++++ Passage

The England captain had been out of action for more than a month and, in that time, we staged a memorable comeback against Ajax, where hat-trick hero Lucas Moura stole the show.

Indeed, at the time of the team sheets being revealed, some were quick to criticise Pochettino for making such a call – and those claims went on throughout the night.

But life is all about not having regrets. And leaving your star player on the bench when he’s supposedly fully-fit would have been the ultimate regret for Mauricio Pochettino.

Can you imagine the what-if scenarios had we lost without the main man up top? Opting to start with Kane and having the likes of Dele Alli and Heung Min-Son make runs off him seemed like a very good plan.

And put simply, Kane didn’t exactly have a terrible game – he was just well marshalled by the most expensive defender in the world, Virgil van Dijk. But in the moments he was alive, he was heavily involved in the build-up play for creating two chances for a misfiring Son, and had the South Korean buried either of those opportunities like he’s been doing for us this season, then there really wouldn’t have been any questions surrounding Kane’s inclusion.

Indeed, speaking after the game, the Argentine was adamant that he had made the right call despite the end result. He said (via The Independent):

“I promise, my decision involved a lot of analytics, all of the information. I don’t regret my decision.”

Of course, the whole argument will be that Pochettino would hardly admit to making a mistake; but Kane represents something even more than just being one of the world’s best strikers. Picking him in the starting line-up would have been a major boost to the rest of the guys in the line-up, seeing their talisman ready and raring to go for the side’s biggest game in history.

++++++++

Short task 1: Find each line in the records that contains the word "facade" and copy those lines.

++++ Given records

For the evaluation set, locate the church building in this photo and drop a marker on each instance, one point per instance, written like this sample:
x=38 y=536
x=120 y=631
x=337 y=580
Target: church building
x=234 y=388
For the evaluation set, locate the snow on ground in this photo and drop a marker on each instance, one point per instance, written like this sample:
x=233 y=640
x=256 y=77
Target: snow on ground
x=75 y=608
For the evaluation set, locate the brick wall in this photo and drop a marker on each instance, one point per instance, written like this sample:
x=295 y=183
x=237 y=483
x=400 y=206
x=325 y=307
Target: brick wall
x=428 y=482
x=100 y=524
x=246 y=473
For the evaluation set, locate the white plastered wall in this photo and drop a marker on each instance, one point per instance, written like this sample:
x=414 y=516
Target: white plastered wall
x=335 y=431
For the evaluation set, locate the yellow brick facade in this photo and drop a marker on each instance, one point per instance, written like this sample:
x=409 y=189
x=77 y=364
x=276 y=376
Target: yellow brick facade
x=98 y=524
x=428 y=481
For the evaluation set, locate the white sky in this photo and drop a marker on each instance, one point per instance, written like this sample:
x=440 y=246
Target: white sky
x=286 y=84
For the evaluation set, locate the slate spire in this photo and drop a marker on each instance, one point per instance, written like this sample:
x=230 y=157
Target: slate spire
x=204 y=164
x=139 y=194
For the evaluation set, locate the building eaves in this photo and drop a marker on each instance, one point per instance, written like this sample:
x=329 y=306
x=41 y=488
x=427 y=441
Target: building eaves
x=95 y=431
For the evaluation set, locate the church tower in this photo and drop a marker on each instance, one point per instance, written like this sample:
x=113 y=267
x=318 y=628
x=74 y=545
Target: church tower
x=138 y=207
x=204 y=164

++++++++

Short task 2: Please continue the article about Pochettino's decision to start Kane, picking up after its final sentence.

Exercise output 1:
For the evaluation set, locate the yellow brick facade in this photo and drop a marker on each instance, one point per instance, written like this sample:
Target: yellow brick facade

Exercise output 2:
By starting him from the off, Pochettino’s hope would’ve been that the 25-year-old might have found it easier to get used to the rhythm of the game. Bringing him off the bench in a game as intense as a European cup final may just have completely bypassed him.  Kane has been our best player over a number of seasons now, and having him in the team would have struck Jurgen Klopp’s men with a bit of fear. The Reds would likely have built their defensive game-plan around having to deal with Lucas’ pace in-behind; seeing Kane on the team sheet just before they headed out of the tunnel would have raised the tension up a notch.

Pochettino took the big gamble and dared to start with an evidently less than 100% Harry Kane. Whilst the ending may not have proven him right, we simply would have regretted it for the rest of our lives if Kane wasn’t in from the start. The right move, just the wrong, heart-breaking result.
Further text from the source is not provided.